[Exercise tasks]
**1)** Answer these questions using the passage on Aboriginal history of the ACT region:
(a) How long ago were Aboriginal people already in the ACT region?
(b) What kept the grasslands and open Eucalypt forests maintained?
(c) In which decade did settlers and farmers desire this landscape?
**2)** Tally the lines in the listing that contain the word "Does", counting only matches with the same case. Reply with the number alone.

Aboriginal people were in the ACT region by twenty-thousand years ago. Radio-carbon dates from Tidbinbilla have shown people using a rock shelter and using cooking fires from that time. Aboriginal people used the valley extensively right up to the recent past. Stone artefact scatters are found throughout the valley. Artefacts were made from locally occurring rock sources and some could date back from several thousand years ago. Unfortunately extensive archaeological assessment has not been done.

Image Wikipedia (here)
The grasslands and the open Eucalypt forests were maintained by aboriginal burning practices. It was this landscape that settlers and farmers so desired in the 1820s. The Aboriginal people were soon displaced. The lands were cleared of trees and food crops planted. Sheep and cattle were introduced to the valley. It is a rich agricultural area with many properties of ACT's rural history still operating: (eg) Huntly, Fairlight, Brookvale, Woodstock, Uriarra, Sherwood and Springvale.

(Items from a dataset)
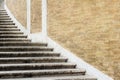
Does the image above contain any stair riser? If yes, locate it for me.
[0,36,27,38]
[0,20,13,23]
[0,22,15,25]
[0,59,67,64]
[0,28,20,31]
[0,32,23,35]
[0,42,47,47]
[0,25,17,29]
[0,18,11,21]
[0,72,85,80]
[0,65,76,71]
[0,39,31,43]
[0,48,53,52]
[0,53,60,58]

[Answers to the tasks]
**1)**
(a) By twenty-thousand years ago.
(b) Aboriginal burning practices.
(c) The 1820s.

**2)** 1